═════ Dataset extract ═════

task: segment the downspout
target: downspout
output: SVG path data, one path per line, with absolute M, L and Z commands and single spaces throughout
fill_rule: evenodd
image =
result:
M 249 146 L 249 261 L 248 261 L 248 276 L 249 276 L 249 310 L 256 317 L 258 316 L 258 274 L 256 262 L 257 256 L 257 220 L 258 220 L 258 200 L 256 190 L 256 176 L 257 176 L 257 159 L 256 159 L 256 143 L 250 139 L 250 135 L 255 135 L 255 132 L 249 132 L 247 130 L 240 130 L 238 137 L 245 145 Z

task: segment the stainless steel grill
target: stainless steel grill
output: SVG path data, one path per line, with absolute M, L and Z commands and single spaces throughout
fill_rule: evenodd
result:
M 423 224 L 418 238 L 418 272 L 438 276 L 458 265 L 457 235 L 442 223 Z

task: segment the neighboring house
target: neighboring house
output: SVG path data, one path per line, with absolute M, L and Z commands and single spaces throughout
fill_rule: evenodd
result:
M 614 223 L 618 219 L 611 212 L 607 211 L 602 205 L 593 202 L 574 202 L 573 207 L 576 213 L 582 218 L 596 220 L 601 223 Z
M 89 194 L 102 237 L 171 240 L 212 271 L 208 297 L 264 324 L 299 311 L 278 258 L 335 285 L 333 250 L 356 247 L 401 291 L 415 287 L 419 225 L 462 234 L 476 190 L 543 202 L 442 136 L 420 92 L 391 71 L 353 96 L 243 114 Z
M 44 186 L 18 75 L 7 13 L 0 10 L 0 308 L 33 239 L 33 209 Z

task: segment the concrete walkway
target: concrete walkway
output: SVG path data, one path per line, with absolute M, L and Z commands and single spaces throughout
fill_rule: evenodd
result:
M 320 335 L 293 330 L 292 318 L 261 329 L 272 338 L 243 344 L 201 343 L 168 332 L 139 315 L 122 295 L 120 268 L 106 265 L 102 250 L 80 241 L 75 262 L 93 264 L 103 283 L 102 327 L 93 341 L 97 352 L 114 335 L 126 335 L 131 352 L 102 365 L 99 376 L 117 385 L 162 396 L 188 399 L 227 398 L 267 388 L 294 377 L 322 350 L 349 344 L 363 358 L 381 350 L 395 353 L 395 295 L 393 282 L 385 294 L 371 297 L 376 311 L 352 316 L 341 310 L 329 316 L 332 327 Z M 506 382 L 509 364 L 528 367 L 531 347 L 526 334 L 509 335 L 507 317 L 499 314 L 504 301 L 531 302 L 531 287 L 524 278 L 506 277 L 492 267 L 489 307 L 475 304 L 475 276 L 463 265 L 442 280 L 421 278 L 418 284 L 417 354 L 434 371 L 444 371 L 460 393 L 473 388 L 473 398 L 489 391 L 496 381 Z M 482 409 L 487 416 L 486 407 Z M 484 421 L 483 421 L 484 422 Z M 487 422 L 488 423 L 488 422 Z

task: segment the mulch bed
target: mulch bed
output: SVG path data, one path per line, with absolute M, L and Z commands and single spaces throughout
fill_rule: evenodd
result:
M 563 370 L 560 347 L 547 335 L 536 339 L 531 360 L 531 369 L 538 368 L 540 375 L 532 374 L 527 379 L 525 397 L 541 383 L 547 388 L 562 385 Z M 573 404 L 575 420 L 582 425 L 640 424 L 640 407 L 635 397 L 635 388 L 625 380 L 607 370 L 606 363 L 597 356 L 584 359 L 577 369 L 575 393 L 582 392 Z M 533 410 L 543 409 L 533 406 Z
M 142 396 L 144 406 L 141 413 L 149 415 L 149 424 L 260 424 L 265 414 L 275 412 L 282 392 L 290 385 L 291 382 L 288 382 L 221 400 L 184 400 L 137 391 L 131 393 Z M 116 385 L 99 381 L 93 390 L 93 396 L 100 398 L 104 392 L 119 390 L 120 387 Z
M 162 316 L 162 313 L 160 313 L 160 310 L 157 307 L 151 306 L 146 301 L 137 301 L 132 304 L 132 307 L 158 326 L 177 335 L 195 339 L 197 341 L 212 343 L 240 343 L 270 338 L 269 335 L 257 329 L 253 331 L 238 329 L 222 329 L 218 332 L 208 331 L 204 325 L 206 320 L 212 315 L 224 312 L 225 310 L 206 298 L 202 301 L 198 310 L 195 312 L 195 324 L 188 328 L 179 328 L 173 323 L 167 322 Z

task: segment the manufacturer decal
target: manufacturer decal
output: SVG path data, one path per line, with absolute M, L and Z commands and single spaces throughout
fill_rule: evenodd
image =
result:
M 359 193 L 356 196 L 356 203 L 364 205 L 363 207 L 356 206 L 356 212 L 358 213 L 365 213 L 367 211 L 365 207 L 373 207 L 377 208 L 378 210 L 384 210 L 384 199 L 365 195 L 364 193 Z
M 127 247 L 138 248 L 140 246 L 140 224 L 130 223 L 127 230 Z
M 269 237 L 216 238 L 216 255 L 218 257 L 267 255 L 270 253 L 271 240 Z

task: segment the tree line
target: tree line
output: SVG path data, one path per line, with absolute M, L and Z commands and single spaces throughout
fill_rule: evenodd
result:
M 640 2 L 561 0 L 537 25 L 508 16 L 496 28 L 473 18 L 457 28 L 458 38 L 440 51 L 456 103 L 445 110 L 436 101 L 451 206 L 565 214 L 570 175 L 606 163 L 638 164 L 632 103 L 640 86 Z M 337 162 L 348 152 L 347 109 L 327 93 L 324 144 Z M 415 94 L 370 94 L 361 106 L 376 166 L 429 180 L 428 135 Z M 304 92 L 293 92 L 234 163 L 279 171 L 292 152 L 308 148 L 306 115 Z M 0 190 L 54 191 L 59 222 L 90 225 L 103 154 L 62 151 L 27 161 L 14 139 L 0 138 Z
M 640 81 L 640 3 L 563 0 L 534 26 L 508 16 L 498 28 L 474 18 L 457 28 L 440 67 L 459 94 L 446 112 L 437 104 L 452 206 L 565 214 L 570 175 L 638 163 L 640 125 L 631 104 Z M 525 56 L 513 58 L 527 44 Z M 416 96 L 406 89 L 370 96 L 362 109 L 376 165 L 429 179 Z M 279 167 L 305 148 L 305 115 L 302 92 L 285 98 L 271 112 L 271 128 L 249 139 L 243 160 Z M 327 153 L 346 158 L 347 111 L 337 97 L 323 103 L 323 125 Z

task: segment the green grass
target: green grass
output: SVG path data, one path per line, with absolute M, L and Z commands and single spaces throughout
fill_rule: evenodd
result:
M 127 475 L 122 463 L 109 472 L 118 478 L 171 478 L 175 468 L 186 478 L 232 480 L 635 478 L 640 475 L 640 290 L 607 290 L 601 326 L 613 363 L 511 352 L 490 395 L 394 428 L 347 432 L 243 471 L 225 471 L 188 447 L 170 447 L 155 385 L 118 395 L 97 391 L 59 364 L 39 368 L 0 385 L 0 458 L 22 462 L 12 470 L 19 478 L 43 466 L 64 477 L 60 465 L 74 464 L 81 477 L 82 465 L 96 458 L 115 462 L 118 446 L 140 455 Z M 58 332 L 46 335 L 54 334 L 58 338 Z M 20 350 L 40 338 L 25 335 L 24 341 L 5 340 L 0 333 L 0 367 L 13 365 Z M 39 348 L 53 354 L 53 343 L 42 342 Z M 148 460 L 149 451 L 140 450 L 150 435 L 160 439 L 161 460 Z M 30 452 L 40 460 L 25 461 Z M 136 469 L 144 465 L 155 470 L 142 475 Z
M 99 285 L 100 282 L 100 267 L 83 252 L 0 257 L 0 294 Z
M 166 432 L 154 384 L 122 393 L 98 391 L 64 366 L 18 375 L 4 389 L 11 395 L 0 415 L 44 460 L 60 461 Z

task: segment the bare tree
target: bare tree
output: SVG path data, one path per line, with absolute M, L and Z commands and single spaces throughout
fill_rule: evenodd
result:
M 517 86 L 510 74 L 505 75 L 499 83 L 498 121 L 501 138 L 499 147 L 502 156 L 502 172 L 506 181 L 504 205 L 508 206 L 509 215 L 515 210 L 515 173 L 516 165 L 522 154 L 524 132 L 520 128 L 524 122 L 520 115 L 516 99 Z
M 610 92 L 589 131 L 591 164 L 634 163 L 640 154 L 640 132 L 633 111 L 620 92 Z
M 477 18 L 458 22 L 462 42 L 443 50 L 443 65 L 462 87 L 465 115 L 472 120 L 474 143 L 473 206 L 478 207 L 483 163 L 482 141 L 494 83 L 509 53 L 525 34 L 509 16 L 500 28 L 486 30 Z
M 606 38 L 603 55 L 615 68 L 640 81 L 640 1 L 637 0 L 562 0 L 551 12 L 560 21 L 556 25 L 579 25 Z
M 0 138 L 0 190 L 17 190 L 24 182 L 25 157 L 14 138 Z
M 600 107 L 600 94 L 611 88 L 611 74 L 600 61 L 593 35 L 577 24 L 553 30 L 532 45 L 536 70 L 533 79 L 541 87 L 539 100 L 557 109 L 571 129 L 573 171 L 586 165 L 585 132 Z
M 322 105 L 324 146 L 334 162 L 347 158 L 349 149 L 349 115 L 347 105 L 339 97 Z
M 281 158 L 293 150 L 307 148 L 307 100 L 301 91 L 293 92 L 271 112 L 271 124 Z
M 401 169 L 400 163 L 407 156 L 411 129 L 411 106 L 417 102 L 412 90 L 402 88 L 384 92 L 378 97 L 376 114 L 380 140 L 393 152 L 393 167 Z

═════

_To do:_
Extract each line of the rows above that contains the string "grill".

_Complete response:_
task: segment the stainless steel grill
target: stainless steel grill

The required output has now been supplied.